== EXCERPTED TEXT
When we want to know a standard deviation of a big population, we usually take a sample from the whole and than calculate estimator value. However it is not always clear which estimator should we use. Sometimes people argue whenever biased or unbiased standard deviation estimator is better. Below we explore this field and present the result of the numerical simulation.

## Description

While estimating expected value usually does not have any related controversy, for standard deviation we have two competing estimators: biased: \(\sigma_n\) and unbiased: \(\sigma_{n-1}\). They are defined as follows:

$$ \sigma_n = \sqrt{ \frac{1}{n} \sum_{i=1}^n (x – \bar{x})^2} $$

and:

$$ \sigma_{n-1} = \sqrt{ \frac{1}{n-1} \sum_{i=1}^n (x – \bar{x})^2} $$

Detailed description of estimator bias can be read in wikipedia article.
====
== EXTRACTED INFORMATION
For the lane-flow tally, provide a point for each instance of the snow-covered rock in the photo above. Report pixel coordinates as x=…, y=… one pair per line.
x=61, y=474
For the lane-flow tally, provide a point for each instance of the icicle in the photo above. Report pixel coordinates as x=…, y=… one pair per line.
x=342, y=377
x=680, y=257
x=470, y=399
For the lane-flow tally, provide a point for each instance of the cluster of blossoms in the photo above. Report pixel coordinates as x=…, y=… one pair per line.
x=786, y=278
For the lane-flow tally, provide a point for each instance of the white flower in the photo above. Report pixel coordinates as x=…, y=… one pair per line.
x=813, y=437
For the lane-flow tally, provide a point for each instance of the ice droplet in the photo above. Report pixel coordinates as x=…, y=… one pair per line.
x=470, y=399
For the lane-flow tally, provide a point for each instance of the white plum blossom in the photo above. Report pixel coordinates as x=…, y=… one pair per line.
====
[GIVEN TASK A]:
Rewrite the paragraph of the text on standard deviation estimators that begins "When we want to know a standard deviation" as a short bulleted list that keeps its main facts.
[GIVEN TASK B]:
Write a continuation of the text on standard deviation estimators, starting after its final sentence.
Nothing in these rows is needed.

[FINAL RESULT A]:
- To find the standard deviation of a large population, a sample is usually taken and an estimator value is calculated from it.
- Which estimator to use is not always clear.
- People sometimes argue over whether the biased or the unbiased standard deviation estimator is better.
- The page explores this question and presents the result of a numerical simulation.

[FINAL RESULT B]:
For our experiment we generated population of \(10^6\) numbers with normal distribution (\(\mu=0, \sigma=1\)). Than for the subsequent sample sizes starting from \(n=5\) we randomly choose \(n\) numbers from the population – twice (they are chosen using uniform distribution). The first set is used for calculating \(\sigma_n\), the second for \(\sigma_{n-1}\). For each sample size the procedure is repeated \(r=500\) times and the final result for given sample and given estimator is calculated as the average over all \(r\) achieved values.

## Results

The picture below, contains two charts presenting result of simulation.

On the upper chart, each point represents achieved average result for given estimator – biased marked as “+”, unbiased as “x”. Biased and unbiased estimators were calculated on different samples. The blue dashed line represents theoretical value for given distribution. The lower chart shows ratio between biased and unbiased value together with asymptotic theoretical value (dashed line). For all presented sample sizes in given range the unbiased estimator gives better estimate of real standard deviation value.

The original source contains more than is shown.